(INPUT FOR THIS TASK Opens)
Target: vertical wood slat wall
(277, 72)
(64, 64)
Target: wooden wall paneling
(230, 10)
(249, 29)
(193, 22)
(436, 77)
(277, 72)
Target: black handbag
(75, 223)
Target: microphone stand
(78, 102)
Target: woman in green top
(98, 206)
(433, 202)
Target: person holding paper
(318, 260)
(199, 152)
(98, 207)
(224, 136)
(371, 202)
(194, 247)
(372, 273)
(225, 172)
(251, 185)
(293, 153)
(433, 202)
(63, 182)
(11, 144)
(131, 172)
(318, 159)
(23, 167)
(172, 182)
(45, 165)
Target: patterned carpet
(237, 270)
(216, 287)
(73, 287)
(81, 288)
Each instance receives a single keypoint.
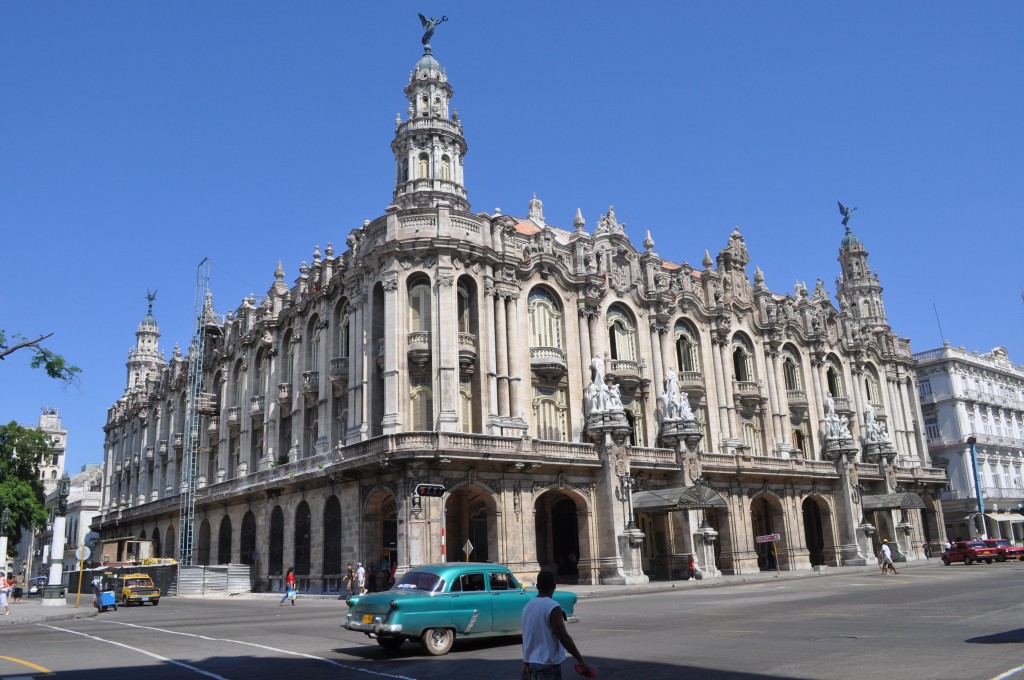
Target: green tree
(20, 490)
(56, 367)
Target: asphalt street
(929, 622)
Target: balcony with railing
(627, 373)
(257, 408)
(339, 372)
(549, 363)
(310, 382)
(418, 347)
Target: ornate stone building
(966, 393)
(589, 407)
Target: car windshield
(423, 581)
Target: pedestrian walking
(545, 639)
(360, 576)
(289, 587)
(4, 587)
(886, 558)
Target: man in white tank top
(545, 639)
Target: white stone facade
(446, 346)
(965, 393)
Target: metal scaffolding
(194, 409)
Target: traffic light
(430, 491)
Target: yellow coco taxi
(138, 589)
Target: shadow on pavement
(999, 638)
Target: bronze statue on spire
(845, 212)
(428, 27)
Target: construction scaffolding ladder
(194, 409)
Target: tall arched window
(332, 537)
(303, 528)
(742, 359)
(545, 320)
(687, 348)
(312, 358)
(247, 543)
(275, 558)
(872, 389)
(224, 542)
(791, 371)
(419, 306)
(421, 398)
(622, 335)
(835, 378)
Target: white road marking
(1013, 671)
(141, 651)
(262, 646)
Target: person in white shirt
(886, 557)
(545, 639)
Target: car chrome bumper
(375, 628)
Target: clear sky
(138, 137)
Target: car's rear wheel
(390, 643)
(437, 641)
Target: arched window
(551, 413)
(421, 398)
(419, 307)
(332, 537)
(791, 370)
(687, 348)
(835, 378)
(545, 320)
(742, 359)
(287, 372)
(872, 390)
(247, 544)
(275, 561)
(303, 526)
(224, 542)
(622, 335)
(312, 358)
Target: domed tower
(858, 287)
(145, 359)
(428, 146)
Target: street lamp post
(4, 524)
(53, 593)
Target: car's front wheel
(390, 643)
(437, 641)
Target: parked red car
(1005, 549)
(970, 551)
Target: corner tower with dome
(591, 407)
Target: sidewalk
(32, 611)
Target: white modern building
(964, 394)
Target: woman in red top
(289, 587)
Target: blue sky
(138, 137)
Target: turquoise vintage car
(433, 603)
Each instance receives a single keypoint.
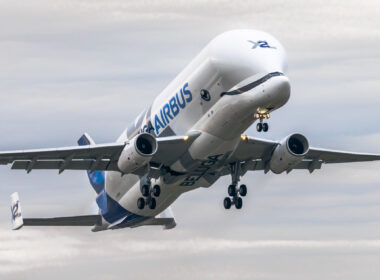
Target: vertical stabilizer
(17, 221)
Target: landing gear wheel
(231, 190)
(145, 190)
(141, 203)
(152, 203)
(243, 190)
(265, 127)
(156, 190)
(239, 203)
(259, 127)
(227, 203)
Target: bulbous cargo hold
(137, 153)
(289, 153)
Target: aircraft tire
(145, 190)
(152, 203)
(156, 190)
(259, 127)
(239, 203)
(227, 203)
(141, 203)
(231, 190)
(243, 190)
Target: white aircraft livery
(190, 136)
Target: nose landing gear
(234, 192)
(149, 195)
(262, 126)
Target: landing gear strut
(149, 195)
(235, 193)
(262, 126)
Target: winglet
(17, 220)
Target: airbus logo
(261, 44)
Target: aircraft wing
(92, 157)
(257, 152)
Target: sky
(68, 67)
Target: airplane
(191, 135)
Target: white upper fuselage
(232, 61)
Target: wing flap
(333, 156)
(58, 164)
(93, 156)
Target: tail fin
(17, 220)
(97, 178)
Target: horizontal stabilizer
(89, 220)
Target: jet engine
(290, 152)
(137, 153)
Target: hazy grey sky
(72, 66)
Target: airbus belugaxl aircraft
(189, 137)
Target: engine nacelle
(289, 153)
(137, 153)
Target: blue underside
(111, 210)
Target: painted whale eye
(205, 95)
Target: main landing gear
(149, 194)
(262, 126)
(235, 193)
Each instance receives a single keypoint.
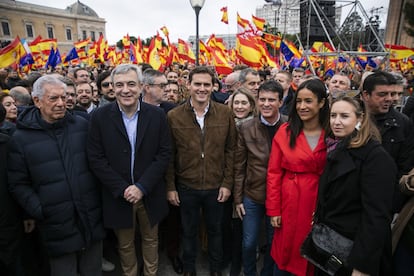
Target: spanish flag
(12, 53)
(399, 52)
(82, 43)
(225, 16)
(258, 22)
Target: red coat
(292, 187)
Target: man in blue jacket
(50, 179)
(129, 151)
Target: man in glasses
(81, 75)
(129, 150)
(105, 88)
(153, 89)
(231, 82)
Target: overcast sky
(145, 17)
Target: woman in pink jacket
(296, 162)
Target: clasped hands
(223, 195)
(133, 194)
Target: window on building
(29, 30)
(68, 34)
(50, 32)
(5, 28)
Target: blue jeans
(252, 222)
(191, 201)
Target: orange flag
(225, 16)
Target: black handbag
(327, 249)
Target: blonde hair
(368, 130)
(247, 93)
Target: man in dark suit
(129, 150)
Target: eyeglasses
(160, 85)
(106, 84)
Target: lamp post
(276, 4)
(197, 5)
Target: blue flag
(73, 54)
(26, 60)
(286, 51)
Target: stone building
(76, 22)
(394, 32)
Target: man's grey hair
(125, 68)
(245, 72)
(149, 75)
(38, 86)
(21, 95)
(399, 78)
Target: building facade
(394, 32)
(77, 22)
(286, 16)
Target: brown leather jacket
(201, 160)
(250, 159)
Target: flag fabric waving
(225, 16)
(12, 53)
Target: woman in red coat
(296, 162)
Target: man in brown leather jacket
(251, 158)
(200, 175)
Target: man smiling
(128, 150)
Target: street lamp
(197, 5)
(276, 4)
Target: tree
(351, 30)
(409, 18)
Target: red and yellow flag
(82, 43)
(12, 53)
(398, 52)
(258, 22)
(248, 52)
(225, 15)
(154, 58)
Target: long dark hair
(317, 87)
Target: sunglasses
(106, 84)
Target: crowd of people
(243, 164)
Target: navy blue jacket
(50, 179)
(109, 154)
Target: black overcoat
(355, 198)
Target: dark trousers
(192, 201)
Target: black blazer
(355, 198)
(109, 154)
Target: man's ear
(36, 101)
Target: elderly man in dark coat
(50, 178)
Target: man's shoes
(177, 265)
(107, 266)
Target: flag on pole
(12, 53)
(225, 16)
(73, 54)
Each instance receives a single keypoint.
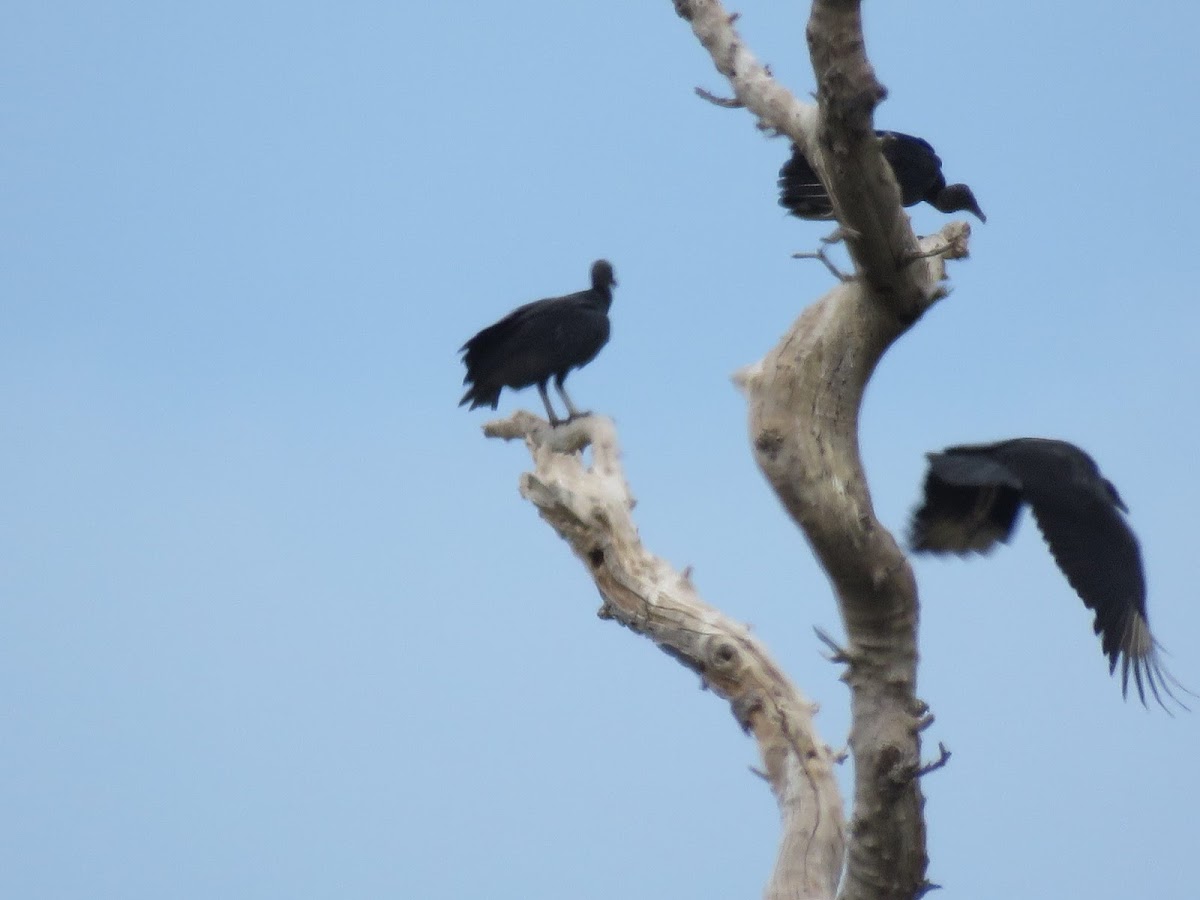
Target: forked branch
(589, 508)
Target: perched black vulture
(917, 168)
(540, 341)
(973, 496)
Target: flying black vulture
(972, 497)
(540, 341)
(917, 168)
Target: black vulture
(917, 168)
(540, 341)
(972, 497)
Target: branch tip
(943, 756)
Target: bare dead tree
(804, 397)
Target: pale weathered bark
(589, 507)
(804, 399)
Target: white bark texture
(589, 508)
(804, 399)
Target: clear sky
(274, 621)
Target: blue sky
(274, 621)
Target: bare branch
(825, 258)
(943, 756)
(724, 102)
(589, 508)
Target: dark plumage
(917, 168)
(540, 341)
(973, 496)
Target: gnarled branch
(589, 507)
(804, 399)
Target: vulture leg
(571, 412)
(550, 411)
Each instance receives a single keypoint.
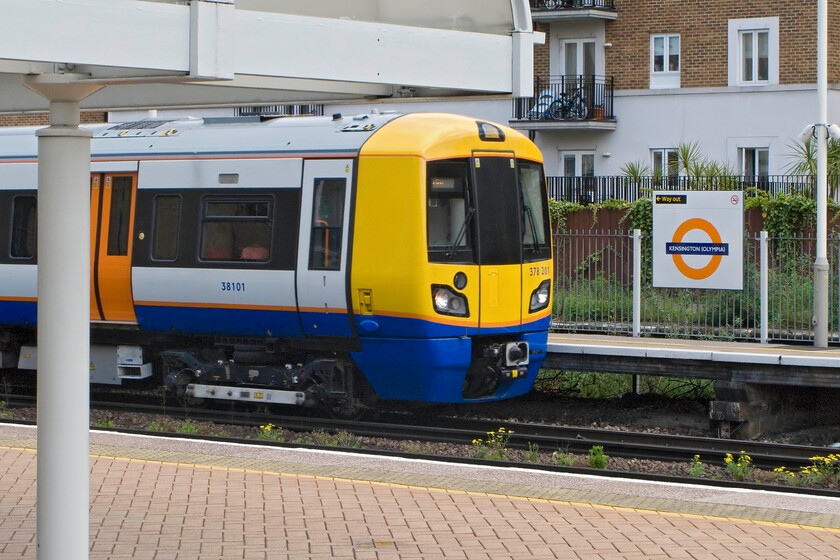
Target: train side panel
(216, 258)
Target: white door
(322, 250)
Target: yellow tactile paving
(193, 507)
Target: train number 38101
(233, 286)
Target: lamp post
(821, 132)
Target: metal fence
(549, 5)
(594, 291)
(595, 190)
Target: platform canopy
(166, 53)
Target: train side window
(24, 227)
(535, 222)
(327, 224)
(120, 220)
(166, 227)
(236, 230)
(449, 212)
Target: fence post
(637, 282)
(764, 303)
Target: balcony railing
(567, 98)
(595, 190)
(552, 5)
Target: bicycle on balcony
(563, 106)
(555, 4)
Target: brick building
(737, 78)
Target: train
(320, 261)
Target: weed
(533, 453)
(346, 439)
(187, 427)
(495, 447)
(270, 432)
(822, 470)
(563, 458)
(417, 448)
(597, 459)
(697, 468)
(740, 468)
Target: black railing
(567, 98)
(595, 190)
(551, 5)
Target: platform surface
(161, 498)
(679, 348)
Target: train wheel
(179, 389)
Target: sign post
(698, 239)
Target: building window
(664, 61)
(664, 162)
(578, 176)
(754, 162)
(754, 51)
(754, 56)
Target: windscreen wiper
(536, 247)
(451, 252)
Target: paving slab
(168, 498)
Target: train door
(322, 251)
(500, 268)
(112, 198)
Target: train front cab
(451, 279)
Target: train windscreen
(470, 214)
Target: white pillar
(63, 472)
(821, 132)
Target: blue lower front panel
(21, 313)
(242, 322)
(433, 370)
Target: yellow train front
(300, 261)
(451, 276)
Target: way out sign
(698, 239)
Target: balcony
(595, 190)
(567, 102)
(564, 10)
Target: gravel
(640, 414)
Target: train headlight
(449, 302)
(539, 297)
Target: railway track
(460, 431)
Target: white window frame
(664, 169)
(742, 161)
(737, 28)
(665, 78)
(578, 156)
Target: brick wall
(542, 54)
(702, 25)
(43, 119)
(INPUT FOR THIS TASK Closes)
Nothing but the lines from the one containing "Target: yellow train front" through the end of the material should appear; please return them exactly.

Target: yellow train front
(300, 261)
(451, 276)
Target: way out sign
(698, 239)
Target: balcony
(595, 190)
(567, 102)
(564, 10)
Target: gravel
(640, 414)
Target: train headlight
(449, 302)
(539, 297)
Target: railway track
(460, 431)
Target: white window frame
(664, 169)
(742, 161)
(737, 28)
(665, 78)
(578, 156)
Target: brick wall
(542, 54)
(702, 25)
(43, 119)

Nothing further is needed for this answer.